SUPPLIED RECORDS

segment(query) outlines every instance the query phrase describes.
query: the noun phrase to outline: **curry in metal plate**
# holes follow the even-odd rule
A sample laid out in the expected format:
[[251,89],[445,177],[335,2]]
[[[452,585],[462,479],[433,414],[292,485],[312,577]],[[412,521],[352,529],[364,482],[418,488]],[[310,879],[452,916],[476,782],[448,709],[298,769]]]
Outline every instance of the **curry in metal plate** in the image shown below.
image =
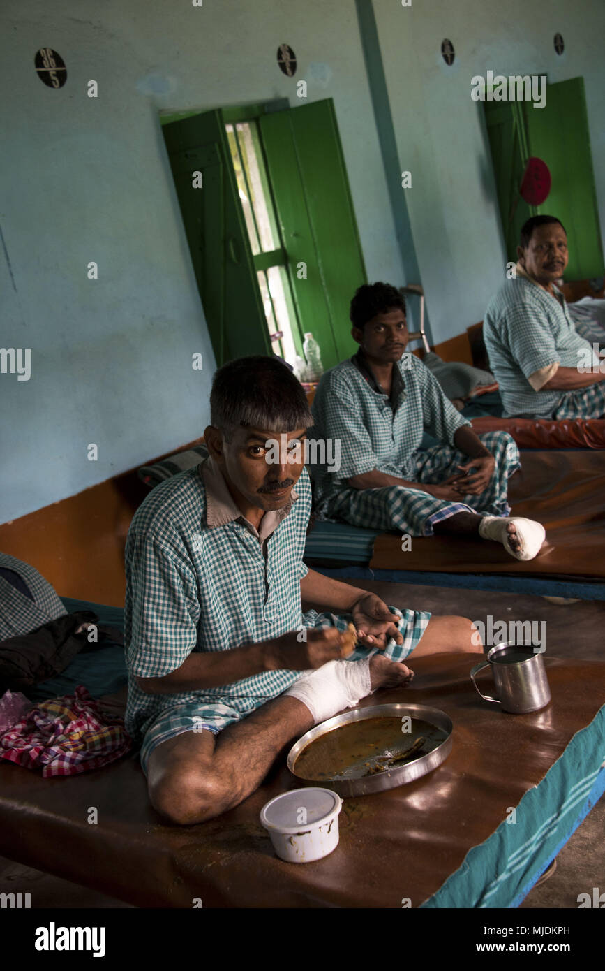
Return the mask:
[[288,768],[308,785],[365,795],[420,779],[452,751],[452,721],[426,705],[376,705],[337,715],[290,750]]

...

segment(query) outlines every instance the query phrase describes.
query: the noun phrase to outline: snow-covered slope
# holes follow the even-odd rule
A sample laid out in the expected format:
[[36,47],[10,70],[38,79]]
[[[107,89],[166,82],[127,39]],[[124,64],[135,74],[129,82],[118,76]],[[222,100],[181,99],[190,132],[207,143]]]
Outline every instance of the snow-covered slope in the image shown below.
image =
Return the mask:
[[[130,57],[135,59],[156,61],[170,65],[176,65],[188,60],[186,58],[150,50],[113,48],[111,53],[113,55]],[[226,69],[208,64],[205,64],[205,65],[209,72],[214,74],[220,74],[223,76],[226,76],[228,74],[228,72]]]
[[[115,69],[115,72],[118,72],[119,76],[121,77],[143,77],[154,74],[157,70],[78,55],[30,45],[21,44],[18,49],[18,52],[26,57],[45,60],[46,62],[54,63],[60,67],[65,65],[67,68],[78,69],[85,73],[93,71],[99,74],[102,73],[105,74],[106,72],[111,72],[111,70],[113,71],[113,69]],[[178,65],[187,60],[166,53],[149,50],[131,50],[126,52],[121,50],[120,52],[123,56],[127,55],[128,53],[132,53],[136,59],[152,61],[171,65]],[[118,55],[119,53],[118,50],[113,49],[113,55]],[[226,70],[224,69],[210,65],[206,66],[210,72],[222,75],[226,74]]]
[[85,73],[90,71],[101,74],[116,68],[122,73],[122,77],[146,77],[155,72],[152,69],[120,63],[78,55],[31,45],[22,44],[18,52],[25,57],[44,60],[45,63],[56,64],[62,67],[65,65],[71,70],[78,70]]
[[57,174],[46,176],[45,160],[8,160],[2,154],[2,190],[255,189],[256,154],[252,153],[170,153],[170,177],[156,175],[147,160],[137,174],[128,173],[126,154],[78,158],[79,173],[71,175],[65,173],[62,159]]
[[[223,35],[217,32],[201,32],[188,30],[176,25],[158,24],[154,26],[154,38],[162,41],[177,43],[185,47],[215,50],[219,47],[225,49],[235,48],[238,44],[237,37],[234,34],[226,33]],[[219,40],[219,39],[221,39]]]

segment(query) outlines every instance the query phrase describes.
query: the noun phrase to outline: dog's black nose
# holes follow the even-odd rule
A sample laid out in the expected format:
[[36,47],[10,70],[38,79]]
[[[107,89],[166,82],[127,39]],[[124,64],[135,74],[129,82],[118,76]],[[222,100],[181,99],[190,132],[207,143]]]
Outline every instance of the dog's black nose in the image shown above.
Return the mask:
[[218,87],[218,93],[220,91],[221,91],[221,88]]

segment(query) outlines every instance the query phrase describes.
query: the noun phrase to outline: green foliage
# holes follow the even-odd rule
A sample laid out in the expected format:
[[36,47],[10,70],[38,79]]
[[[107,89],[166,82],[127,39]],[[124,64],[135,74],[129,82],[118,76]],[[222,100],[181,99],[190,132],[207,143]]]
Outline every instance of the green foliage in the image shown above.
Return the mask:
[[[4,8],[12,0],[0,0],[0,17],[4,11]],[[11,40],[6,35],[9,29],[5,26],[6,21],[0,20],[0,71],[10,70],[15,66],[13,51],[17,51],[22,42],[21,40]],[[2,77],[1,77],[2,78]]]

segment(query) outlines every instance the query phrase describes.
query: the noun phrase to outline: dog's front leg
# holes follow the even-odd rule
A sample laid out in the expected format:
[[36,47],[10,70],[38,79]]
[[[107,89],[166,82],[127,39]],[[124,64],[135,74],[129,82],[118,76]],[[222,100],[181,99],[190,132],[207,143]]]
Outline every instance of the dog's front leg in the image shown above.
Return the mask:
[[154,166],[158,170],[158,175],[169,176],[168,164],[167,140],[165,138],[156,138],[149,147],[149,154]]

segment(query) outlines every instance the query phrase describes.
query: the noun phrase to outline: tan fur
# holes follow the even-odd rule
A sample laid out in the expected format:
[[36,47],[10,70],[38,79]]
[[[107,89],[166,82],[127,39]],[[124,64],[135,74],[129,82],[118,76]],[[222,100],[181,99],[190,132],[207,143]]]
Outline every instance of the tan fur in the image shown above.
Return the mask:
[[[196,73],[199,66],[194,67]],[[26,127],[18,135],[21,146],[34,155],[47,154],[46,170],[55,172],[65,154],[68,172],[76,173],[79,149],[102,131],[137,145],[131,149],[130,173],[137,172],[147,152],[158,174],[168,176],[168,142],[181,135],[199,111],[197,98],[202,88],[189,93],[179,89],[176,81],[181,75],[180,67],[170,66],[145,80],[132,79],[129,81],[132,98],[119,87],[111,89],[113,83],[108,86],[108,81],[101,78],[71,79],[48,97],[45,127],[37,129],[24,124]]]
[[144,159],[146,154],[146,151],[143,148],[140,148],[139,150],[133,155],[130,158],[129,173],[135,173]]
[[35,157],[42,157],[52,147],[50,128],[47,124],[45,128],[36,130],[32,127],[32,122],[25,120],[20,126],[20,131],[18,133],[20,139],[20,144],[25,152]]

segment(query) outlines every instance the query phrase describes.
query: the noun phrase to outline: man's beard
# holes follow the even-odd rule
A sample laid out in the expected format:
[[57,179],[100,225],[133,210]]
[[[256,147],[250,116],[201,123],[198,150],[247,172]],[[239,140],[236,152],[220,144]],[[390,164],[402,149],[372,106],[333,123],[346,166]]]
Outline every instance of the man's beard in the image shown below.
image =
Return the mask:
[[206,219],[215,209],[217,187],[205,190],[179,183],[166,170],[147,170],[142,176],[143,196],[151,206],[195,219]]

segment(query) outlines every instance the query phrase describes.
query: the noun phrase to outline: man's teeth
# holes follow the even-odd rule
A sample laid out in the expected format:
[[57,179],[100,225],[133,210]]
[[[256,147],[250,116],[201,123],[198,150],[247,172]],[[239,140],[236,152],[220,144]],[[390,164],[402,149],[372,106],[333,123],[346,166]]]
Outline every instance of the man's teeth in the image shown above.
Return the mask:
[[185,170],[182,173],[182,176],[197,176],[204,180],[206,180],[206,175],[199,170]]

WORK TO COMPLETE
Count the lines in the records above that contain the word "green" and give only that number.

RIGHT ANSWER
2